**ACTIVITY:**
Give back the exact lines of the material below from the one containing "of the police" through the one containing "of the yellow", and no pictures.

**PROVIDED INFORMATION:**
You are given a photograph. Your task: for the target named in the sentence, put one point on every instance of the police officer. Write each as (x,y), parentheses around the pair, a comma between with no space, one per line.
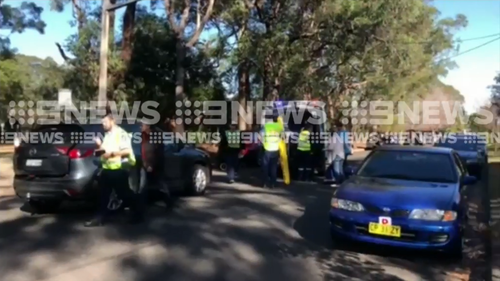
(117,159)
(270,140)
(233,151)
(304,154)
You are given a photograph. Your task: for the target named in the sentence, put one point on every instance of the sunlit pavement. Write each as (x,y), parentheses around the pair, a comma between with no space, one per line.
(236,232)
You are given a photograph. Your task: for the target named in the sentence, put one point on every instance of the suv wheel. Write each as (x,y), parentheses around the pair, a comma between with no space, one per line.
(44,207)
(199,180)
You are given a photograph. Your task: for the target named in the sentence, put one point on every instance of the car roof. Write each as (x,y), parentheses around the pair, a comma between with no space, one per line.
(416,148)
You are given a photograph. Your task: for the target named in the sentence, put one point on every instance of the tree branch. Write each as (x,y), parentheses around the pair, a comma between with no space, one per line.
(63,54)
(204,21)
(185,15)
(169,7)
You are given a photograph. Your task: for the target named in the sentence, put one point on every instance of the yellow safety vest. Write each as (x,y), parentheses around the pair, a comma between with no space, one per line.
---
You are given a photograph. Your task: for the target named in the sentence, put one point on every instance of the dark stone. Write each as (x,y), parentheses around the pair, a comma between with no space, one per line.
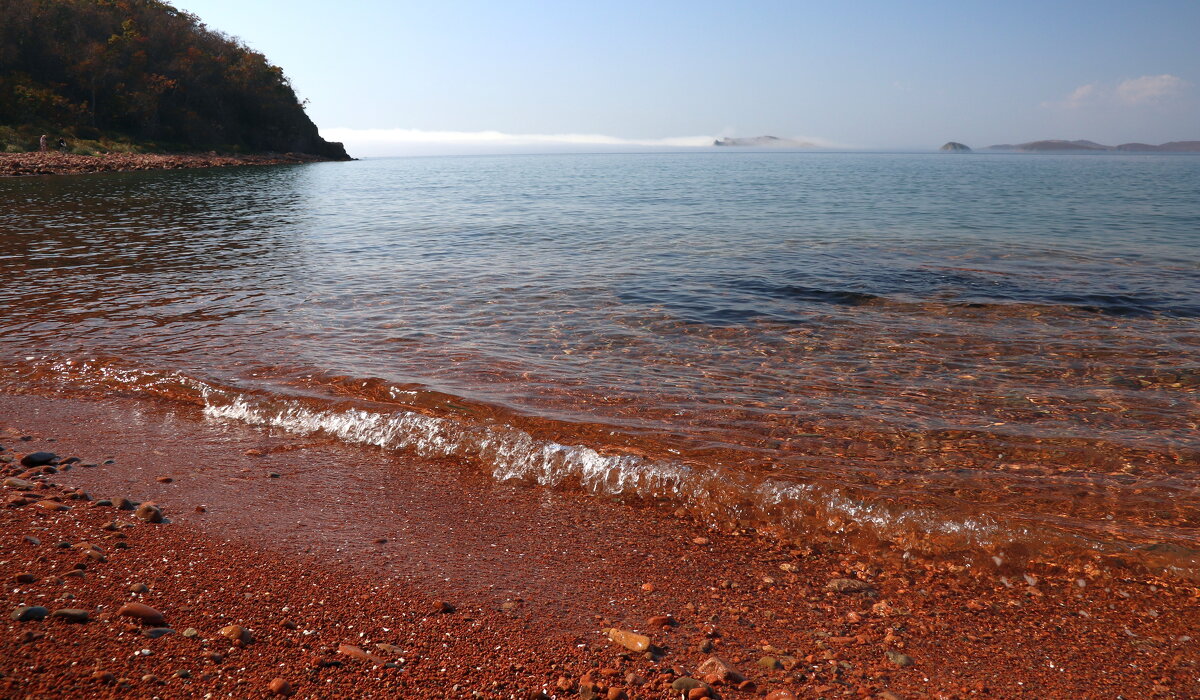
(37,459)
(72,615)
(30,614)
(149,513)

**RESPONSE BELOW:**
You are given a photograph. Your task: for the target named in the sentence, put one point on every instance of the police officer. Write each as (x,y), parentheses around the pair, a comma between with no space, one per line.
(117,159)
(270,140)
(233,151)
(304,154)
You are given a photograph. Your task: for the target named in the sentence, put one point on every instance of the sunlit pavement. Write each as (x,y), parentheses around the pair, a comma between with no space, one per line.
(236,232)
You are given a photograph. Your task: for the target named in the sentence, put one point on every instance of the suv wheel. Write each as (x,y), parentheses around the pair, a comma between with no space, one per line.
(44,207)
(199,180)
You are given a photograph. Your task: for the target named in the sentence, put one point on every instance of the car roof. Write each as (x,y), parentheses around the pair, a comma between with no space, one per line.
(416,148)
You are given a photograph. Your task: for the target named in the sentence, put one point on every instance of the tree branch. Write each as (x,y), parentheses around the pair, a comma between with no space, one per line.
(63,54)
(204,21)
(185,15)
(169,7)
You are given a photograph. Your task: for the target named in the sentence, put one point on every instance of the yellow safety vest. Write each as (x,y), parentheses around the pair, a comma between with no space, one per line.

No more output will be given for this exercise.